*SET OF TASKS*
- a) For the commentary on African military equipment, decide whether each statement agrees with it, answering yes or no and quoting the words that decide it: (i) Ethiopia now puts its money into drones. (ii) Tanks often fire at other tanks. (iii) The D-10T is the gun of the T-55.
- b) List every gun calibre mentioned in the commentary on African military equipment.
- c) Carry the commentary on African military equipment forward from its last sentence.

P.S.: I still don't understand why the West never produced a 100mmx695R low recoil gun (that's the calibre of the ubiquitous T-55's D-10T tank gun) for 6x6 AFVs. The easy availability of HE cartridges for this calibre would have made this gun much more attractive than the weaker 90 mm and more powerful 105 mm calibres.
By the way, there's a similar change in regard to African Air Forces. Ethiopia and Eritrea purchased Russian supersonic combat aircraft and hired Russian mercenary pilots in the 90's for their '98-'00 war. Now Ethiopia invests in drones instead.
*: Tanks rarely shoot at other tanks, but a tank platoon can go through multiple full sets of HE cartridges in a single small battle for a small village. The HE consumption is enormous during infantry fire support. It is very likely that the African armies purchased rather many tanks (highly visible and prestigious) and rather small stocks of cartridges (hidden from sight, hardly ever mentioned in publications).

*DATA UNDER STUDY*

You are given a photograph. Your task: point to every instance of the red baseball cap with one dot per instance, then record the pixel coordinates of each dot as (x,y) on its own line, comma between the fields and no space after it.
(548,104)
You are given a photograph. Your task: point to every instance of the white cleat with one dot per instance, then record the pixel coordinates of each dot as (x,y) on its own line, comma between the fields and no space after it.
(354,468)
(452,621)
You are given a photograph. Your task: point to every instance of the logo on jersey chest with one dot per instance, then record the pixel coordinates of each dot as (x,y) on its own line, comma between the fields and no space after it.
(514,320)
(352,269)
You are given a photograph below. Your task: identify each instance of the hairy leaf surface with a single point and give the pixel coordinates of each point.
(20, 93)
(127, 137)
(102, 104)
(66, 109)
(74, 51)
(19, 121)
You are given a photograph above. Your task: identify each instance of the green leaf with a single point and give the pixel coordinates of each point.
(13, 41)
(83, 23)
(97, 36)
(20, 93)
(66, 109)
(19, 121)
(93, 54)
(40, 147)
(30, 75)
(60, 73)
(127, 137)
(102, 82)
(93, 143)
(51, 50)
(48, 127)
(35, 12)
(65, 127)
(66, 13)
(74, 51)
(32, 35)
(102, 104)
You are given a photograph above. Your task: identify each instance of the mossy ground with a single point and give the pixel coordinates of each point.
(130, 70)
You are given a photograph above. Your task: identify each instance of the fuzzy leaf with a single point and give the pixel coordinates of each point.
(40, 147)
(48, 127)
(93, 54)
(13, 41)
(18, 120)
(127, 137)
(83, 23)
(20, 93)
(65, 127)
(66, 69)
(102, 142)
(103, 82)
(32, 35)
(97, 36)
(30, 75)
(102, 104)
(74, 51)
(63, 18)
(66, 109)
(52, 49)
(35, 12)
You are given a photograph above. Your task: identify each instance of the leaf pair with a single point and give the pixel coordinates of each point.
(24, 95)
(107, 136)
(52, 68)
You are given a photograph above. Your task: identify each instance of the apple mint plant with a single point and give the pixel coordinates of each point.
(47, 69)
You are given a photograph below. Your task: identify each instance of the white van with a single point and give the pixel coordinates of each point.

*ANSWERS BY TASK*
- a)
(i) Yes: "Now Ethiopia invests in drones instead."
(ii) No: "Tanks rarely shoot at other tanks"
(iii) Yes: "that's the calibre of the ubiquitous T-55's D-10T tank gun"

- b) 100mmx695R (100 mm), 90 mm, 105 mm

- c)
  1. Let me get this straight, both Ethiopia and Eritrea hired Russian pilots, who were then shooting other Russians?

    1. https://www.thenewhumanitarian.org/report/15359/eritrea-ethiopia-eritrea-accuses-ethiopia-using-mercenaries

      I remember an article that claimed large quantities of AA-10 missed their targets (mostly Su-27s), as they were dodged. IIRC the mercenaries were not eager enough to enter AA-11 range.

    2. Thank you for the information. It says Russians and members of the former Soviet Union. I wonder whether Russians were fighting each other or whether one side hired from Russia and the other from the former Soviet Union. Such fault lines could predate the current conflict in Ukraine for example and have been an indicator that conflict in Europe was possible. If Russians fought each other, maybe semiofficial institutions such as the Wagner Group were instituted to avoid future fratricide?

      Could it be that for the tanks specialists are or will be hired abroad?

  2. The pilots back then were factory pilots of sukhoi and mig, so the pilots were from different factories.

  3. RPG-7s are only obsolete from the front. They are still an ample threat from the side, top, and rear.

    Just because someone is wearing Level IV body armor doesn't mean that your 5.56/7.62x39/308 rifle is "obsolete" and it doesn't mean that they can just casually waltz up to you.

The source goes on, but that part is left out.